> **Job 1**
State only how many lines in the entries contain the word "flower".

> **Text extract**
━━━━━━━━━━━━━━━━
How do you decide how much equity compensation employees at each level receive? How does the amount of equity you grant to each employee change as the company matures?

A few factors play into how much equity compensation each employee gets: 

  • Their function – even though all functions may get equity, not all functions receive equal allocations. Oftentimes, technical roles receive more equity than others.
  • Their level – executive leaders often end up with the majority of equity. 
  • Negotiations – sometimes equity distribution comes down to how negotiations play out and what works best for your company to attract talent while preserving equity. 

Full-time employees are the primary recipients of equity – board members who are inventors don’t receive equity, but independent board members and advisors will often receive some form of equity (though not a significant amount). Contractors can receive equity, but it’s uncommon and there needs to be a compelling reason for it. If you do give equity to contractors, it’s usually non-qualified options or, less commonly, RSUs.

The lion’s share of the equity tends to go to executives – as your company matures and establishes itself, you may find that you have less equity in your share pool to distribute. This is a natural progression and is not necessarily indicative of any issues within your company.

What important terms or requirements should you write into equity compensation to protect your company? 

Work with outside legal counsel to write smart terms – when creating your equity incentive plan, it’s advisable to work with outside legal counsel. They can help you navigate the standard clauses and nuances that should be included in your plan. 

Don’t try to get fancy when you’re starting out – while there are many changes you can make to your equity incentive plan, some companies may be tempted to get fancy with their equity incentive plans. However, this can often lead to administrative headaches. It’s best to keep things simple and stick to the most common practices. 

Terms to consider when setting up an equity incentive plan, including:

  • Termination definitions 
  • What happens to equity when people leave
  • Early exercise ability for early employees
  • Change in control language
  • Cause definitions
  • Provisions for people on leave

Should employees always have common shares?

Employees typically get common shares – in most cases, employees are given common shares in a company. This is a standard practice across almost all businesses, sizes and industries.

Preferred shares are typically reserved for investors and come with additional benefits – these benefits may include preference in the event of a liquidation or additional dividends. However, these are typically reserved for investors because they put up a significant amount of money and take on a large amount of risk.

Administering Your Plan

What tools can you leverage to effectively administer your employee equity plan?

Data providers offer information on equity compensation – such as Pave, Radford, and Mercer. These providers primarily cater to public and large companies, and their data may not always be relevant for smaller, early-stage companies.
━━━━━━━━━━━━━━━━
> **Extracted data**
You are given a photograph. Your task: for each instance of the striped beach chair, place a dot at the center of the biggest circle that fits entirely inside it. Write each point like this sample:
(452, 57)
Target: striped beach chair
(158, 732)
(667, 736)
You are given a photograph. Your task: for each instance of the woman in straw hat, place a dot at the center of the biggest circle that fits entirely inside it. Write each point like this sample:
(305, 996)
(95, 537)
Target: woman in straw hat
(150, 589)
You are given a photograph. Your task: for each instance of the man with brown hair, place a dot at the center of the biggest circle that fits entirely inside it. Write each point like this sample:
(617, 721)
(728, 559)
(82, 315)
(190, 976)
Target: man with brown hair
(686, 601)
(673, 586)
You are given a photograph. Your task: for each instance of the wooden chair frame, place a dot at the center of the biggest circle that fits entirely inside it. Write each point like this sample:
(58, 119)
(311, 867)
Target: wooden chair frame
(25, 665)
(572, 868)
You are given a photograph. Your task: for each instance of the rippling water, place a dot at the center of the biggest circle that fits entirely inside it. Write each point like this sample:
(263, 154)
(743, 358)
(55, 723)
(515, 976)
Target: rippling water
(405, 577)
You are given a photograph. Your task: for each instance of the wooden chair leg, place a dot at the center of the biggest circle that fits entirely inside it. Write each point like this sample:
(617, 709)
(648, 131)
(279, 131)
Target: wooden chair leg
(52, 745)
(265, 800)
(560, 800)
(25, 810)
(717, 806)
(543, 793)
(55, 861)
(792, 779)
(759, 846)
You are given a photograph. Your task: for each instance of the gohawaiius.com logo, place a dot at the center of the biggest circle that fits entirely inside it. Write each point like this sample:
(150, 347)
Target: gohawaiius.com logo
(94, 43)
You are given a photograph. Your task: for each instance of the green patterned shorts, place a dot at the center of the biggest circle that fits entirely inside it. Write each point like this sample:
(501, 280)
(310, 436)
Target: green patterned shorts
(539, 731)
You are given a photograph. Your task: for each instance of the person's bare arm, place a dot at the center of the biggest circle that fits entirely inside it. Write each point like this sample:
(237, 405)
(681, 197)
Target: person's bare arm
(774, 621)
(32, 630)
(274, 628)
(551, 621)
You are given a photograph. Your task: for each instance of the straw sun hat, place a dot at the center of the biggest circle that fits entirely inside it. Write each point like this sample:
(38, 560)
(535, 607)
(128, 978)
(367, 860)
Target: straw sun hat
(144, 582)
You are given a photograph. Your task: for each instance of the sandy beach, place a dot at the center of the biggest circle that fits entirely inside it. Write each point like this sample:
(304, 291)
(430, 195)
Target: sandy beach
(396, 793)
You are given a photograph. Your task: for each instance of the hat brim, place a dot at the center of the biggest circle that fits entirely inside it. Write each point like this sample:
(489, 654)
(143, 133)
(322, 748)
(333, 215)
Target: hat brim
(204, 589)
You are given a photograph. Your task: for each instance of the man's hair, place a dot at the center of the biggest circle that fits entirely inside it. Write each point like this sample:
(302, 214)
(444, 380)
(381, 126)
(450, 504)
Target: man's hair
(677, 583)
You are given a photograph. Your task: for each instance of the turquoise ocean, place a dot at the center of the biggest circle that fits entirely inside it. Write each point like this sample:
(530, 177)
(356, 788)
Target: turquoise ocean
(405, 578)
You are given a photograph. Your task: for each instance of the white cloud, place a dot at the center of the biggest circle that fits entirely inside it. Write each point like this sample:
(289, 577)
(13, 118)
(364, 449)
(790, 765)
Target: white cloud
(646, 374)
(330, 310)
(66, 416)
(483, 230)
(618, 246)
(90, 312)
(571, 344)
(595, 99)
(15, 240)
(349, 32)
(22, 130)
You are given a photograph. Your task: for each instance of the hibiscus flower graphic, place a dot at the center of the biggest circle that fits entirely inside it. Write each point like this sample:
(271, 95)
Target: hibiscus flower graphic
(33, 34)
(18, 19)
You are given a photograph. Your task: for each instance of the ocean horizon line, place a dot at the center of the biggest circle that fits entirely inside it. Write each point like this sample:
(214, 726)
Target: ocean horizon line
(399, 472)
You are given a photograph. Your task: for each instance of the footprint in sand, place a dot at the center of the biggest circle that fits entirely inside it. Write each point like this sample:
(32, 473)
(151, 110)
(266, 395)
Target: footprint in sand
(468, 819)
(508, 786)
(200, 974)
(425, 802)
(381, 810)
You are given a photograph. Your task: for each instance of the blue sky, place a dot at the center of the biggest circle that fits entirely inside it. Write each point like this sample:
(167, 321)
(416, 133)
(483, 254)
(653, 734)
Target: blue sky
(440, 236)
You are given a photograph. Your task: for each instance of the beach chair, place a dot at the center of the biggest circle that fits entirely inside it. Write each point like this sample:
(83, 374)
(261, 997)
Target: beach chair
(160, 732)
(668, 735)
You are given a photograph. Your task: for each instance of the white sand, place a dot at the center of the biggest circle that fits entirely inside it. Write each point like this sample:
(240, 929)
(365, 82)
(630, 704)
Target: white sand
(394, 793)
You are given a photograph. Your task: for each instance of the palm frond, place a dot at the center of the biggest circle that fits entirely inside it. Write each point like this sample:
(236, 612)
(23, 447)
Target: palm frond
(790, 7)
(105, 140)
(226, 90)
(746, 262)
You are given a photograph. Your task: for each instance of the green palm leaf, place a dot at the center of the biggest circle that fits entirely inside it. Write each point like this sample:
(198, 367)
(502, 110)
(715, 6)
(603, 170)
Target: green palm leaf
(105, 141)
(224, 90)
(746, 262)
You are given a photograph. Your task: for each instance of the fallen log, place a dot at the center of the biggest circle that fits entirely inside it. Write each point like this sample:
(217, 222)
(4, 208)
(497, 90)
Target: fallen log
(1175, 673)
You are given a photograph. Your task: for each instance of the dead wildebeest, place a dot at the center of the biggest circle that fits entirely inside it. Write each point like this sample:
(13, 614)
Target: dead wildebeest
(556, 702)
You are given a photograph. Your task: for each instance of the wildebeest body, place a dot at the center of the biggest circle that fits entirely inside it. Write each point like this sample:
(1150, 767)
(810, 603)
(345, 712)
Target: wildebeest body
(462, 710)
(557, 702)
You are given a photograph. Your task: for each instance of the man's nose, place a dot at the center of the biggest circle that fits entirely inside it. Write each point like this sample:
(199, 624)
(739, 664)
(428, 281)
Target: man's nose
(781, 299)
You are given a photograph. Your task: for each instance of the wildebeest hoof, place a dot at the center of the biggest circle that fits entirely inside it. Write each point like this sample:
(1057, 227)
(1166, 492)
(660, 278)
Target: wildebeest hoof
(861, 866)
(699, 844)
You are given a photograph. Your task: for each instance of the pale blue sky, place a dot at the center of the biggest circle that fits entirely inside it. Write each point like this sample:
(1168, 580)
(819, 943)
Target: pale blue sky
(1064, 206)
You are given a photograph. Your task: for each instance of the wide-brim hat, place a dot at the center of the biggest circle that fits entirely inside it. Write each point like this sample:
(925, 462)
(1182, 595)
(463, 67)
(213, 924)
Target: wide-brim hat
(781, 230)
━━━━━━━━━━━━━━━━
> **Job 2**
Copy the equity compensation text from "Data providers offer" up to and including "smaller, early-stage companies.", replacing "Mercer" with "Carta".

> **Exercise solution 1**
2

> **Exercise solution 2**
Data providers offer information on equity compensation – such as Pave, Radford, and Carta. These providers primarily cater to public and large companies, and their data may not always be relevant for smaller, early-stage companies.